- [Set problem] Starting with the line that contains "The component shall identify every instance of the wicker" and running through the last line of the records below, arrange those lines as a numbered list and leave out any blank lines.

Data entries

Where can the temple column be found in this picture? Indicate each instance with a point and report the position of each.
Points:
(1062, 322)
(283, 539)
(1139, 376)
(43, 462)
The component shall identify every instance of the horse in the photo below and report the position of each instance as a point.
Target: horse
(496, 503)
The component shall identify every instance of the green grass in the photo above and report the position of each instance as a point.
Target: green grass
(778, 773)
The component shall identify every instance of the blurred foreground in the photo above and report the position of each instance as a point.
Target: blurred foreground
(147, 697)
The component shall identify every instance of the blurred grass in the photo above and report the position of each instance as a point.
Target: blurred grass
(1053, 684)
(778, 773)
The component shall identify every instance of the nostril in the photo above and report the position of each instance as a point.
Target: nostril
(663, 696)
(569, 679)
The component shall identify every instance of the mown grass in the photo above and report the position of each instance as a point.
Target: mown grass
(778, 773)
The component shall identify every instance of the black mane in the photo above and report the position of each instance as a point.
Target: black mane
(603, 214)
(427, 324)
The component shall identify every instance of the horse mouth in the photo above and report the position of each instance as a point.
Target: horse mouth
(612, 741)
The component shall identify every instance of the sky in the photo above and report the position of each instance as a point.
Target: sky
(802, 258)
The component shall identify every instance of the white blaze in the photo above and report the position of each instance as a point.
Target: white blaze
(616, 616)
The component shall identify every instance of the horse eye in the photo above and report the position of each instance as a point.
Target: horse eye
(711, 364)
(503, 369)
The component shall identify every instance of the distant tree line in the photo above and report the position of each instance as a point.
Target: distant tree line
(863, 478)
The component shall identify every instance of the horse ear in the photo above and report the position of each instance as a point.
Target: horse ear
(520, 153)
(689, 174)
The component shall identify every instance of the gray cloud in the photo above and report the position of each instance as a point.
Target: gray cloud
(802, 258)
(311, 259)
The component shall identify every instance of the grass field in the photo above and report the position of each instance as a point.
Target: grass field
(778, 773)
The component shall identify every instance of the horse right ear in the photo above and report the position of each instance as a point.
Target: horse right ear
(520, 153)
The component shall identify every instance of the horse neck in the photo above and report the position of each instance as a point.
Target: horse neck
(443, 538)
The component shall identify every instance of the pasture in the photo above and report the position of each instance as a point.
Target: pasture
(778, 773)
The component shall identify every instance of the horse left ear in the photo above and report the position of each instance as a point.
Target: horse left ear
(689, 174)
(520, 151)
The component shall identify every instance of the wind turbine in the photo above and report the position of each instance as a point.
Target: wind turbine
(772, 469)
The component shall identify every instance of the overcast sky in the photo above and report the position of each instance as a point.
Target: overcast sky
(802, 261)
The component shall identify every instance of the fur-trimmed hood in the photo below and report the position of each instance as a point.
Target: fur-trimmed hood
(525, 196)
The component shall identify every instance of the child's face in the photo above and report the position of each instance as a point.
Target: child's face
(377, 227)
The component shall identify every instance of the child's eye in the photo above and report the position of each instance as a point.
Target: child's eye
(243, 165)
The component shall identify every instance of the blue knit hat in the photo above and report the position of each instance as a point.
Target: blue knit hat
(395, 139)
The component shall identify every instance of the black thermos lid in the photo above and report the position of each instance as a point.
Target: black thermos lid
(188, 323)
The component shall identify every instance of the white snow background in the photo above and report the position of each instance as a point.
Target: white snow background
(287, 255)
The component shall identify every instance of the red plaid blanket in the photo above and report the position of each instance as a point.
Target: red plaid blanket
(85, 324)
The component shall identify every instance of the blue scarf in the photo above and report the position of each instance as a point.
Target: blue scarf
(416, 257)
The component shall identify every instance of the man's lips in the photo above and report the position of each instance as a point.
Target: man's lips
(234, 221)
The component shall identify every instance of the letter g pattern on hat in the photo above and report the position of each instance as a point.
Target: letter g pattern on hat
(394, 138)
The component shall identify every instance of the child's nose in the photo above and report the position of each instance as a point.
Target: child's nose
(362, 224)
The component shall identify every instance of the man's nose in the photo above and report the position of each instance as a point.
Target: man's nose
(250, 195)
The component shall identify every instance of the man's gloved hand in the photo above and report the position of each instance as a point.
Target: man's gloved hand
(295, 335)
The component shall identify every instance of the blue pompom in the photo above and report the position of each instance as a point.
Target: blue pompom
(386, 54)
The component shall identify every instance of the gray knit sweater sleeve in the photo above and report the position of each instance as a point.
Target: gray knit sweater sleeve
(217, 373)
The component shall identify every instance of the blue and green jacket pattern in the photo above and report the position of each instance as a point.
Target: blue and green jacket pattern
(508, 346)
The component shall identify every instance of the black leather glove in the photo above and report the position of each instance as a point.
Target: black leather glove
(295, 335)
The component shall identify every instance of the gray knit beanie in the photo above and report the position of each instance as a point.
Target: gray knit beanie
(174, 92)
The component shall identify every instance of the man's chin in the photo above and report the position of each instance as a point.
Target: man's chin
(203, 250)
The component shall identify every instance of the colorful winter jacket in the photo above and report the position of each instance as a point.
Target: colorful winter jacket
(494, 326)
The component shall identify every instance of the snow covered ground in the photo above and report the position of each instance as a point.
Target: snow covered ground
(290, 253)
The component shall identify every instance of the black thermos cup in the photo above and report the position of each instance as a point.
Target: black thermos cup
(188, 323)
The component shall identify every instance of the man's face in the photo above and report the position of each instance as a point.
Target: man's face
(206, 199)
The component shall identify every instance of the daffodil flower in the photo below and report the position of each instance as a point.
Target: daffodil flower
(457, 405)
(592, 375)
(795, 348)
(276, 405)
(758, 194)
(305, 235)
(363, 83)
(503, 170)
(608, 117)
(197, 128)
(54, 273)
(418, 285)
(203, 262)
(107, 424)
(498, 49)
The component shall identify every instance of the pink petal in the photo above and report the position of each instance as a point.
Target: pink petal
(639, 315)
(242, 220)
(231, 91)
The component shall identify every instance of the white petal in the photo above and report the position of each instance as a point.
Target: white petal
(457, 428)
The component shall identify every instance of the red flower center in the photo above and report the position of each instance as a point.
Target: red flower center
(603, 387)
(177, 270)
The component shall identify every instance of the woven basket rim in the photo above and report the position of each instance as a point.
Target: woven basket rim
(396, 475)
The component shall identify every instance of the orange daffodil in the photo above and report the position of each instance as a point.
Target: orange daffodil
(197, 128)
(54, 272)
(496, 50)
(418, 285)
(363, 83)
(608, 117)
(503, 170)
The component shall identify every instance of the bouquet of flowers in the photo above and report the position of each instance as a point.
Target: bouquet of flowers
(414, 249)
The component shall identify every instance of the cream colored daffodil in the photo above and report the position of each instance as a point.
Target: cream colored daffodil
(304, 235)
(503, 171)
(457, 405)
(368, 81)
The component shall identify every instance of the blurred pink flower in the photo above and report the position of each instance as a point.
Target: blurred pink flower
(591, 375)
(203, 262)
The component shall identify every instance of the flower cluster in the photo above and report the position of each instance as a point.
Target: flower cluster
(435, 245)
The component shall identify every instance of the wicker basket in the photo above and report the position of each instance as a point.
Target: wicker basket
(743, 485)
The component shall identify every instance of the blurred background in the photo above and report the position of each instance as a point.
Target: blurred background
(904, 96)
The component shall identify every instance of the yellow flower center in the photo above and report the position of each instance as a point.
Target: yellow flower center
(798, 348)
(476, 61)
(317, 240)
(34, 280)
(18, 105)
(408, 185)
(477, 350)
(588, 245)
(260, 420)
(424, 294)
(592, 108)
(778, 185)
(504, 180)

- [The completed task]
1. The component shall identify every instance of the wicker basket in the photo above and report the position of each instance as a point.
2. Target: wicker basket
3. (743, 485)
4. The component shall identify every instance of the blurred background in the photo above and report the position of each instance as a point.
5. Target: blurred background
6. (904, 96)
7. The component shall identify every instance of the yellow flower center in the photo above and report the position of each instance as a point.
8. Target: yellow flower center
9. (798, 348)
10. (476, 61)
11. (317, 240)
12. (34, 280)
13. (18, 105)
14. (408, 185)
15. (477, 350)
16. (588, 245)
17. (260, 420)
18. (424, 294)
19. (592, 108)
20. (778, 185)
21. (504, 180)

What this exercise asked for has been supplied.